→ **EXERCISE DETAILS**
Carry on the excerpt below about early stage venture capital limited partnerships (ESVCLPs), starting right after its last sentence.

→ **EXCERPT**
* * * * * * * * *

See current ESVCLPs.
How it works
An ESVCLP must be a new partnership rather than a restructured existing partnership. Applicants must apply to Innovation and Science Australia's Innovation Investment Committee (the Committee) for registration under the Venture Capital Act 2002 (VCA).
The Committee will register a partnership as an ESVCLP if it meets certain eligibility criteria.
If registered, an ESVCLP can then make early stage venture capital investments in companies or unit trusts that are at the pre-seed, seed, startup or early expanding stage of development and also meet other criteria. The ESVCLP must hold the investments for a minimum of 12 months.
An ESVCLP must meet ongoing registration and reporting requirements under the VCA to maintain its registration.
ESVCLP tax benefits differ for investors and fund managers.
Investors (Australian and foreign limited partners)
- Investors benefit from an ESVCLP's flow-through tax status. The partnership itself is not taxed and the income and gains flow through to investors, avoiding double taxation.
- Investors in an ESVCLP are exempt from tax on their share of the income and gains from disposing of eligible venture capital investments.
- ESVCLPs are no longer required to divest an eligible venture capital investment when the investee's value exceeds $250 million. A tax concession is allowed based on the ESVCLP's proportional interest at the time the $250 million value is exceeded.
- Limited partners receive a non-refundable carry forward tax offset of up to 10% of the value of their eligible contributions.
The tax benefits for investors depend on a number of factors. More detailed information on these tax benefits is included in the ESVCLP Customer Information Guide.
For tax concession enquiries, contact the ATO on 13 28 66. If you are overseas, phone +61 8 8208 1847.
Investors should also seek their own professional taxation advice.
General partners (often also the fund managers) can claim their carried interest in the ESVCLP on the capital account, rather than on the revenue account. The extent of this benefit depends on a number of factors. More detailed information on this tax benefit is included in the ESVCLP Customer Information Guide.
For tax concession enquiries, contact the ATO on 13 28 66. If you are overseas, phone +61 8 8208 1847.
Fund managers seeking to register a partnership should seek professional tax advice.
You can apply to register as an ESVCLP if:
- you are a new venture capital fund
- you are a limited partnership or an incorporated limited partnership
- you are established in Australia or a country that has a double tax agreement with Australia
- you have a general partner (often also the fund manager) who is a resident of either Australia or a country that has a double tax agreement with Australia
- you have between $10 million and $200 million in committed capital, although a partnership that does not satisfy this requirement may be eligible for conditional registration
- none of your investors contributes more than 30% of the committed capital unless they are a bank, life insurance entity, widely held super fund or widely-held foreign venture capital fund of funds. The Committee can also approve an investor with more than 30% committed capital in some circumstances.

* * * * * * * * *

→ **EXTRACTED RECORDS**
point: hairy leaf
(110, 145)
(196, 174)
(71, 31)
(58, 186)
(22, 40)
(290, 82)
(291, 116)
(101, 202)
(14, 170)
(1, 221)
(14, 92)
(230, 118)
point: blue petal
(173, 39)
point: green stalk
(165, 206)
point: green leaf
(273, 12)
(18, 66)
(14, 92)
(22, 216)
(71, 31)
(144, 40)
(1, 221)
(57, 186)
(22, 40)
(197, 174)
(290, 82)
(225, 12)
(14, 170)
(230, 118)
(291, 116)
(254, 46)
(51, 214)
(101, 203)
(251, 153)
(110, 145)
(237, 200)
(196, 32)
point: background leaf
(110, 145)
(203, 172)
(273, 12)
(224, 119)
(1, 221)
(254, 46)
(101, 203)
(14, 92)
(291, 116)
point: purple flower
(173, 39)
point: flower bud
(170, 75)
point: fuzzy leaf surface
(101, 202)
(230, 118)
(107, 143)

* * * * * * * * *

→ **FINAL RESULT**
In addition, you must have a qualifying partnership agreement that:
- remains in existence for between five and 15 years
- requires partners to contribute capital when required
- prohibits adding new partners except as provided for in the agreement
- prohibits increasing committed capital except as provided for in the agreement
- confers on the general partner the right to require partners to contribute their committed capital to the partnership
- includes a plan outlining the partnership's intended investment activities, which focuses on making eligible venture capital investments in early stage venture capital businesses.
Your partnership must also have access to the skills and resources needed to implement its approved investment plan.
All information should be read in conjunction with the relevant legislation: the VCA, the Income Tax Assessment Act 1997 and the Income Tax Assessment Act 1936, all of which can be found at the Federal Register of Legislation.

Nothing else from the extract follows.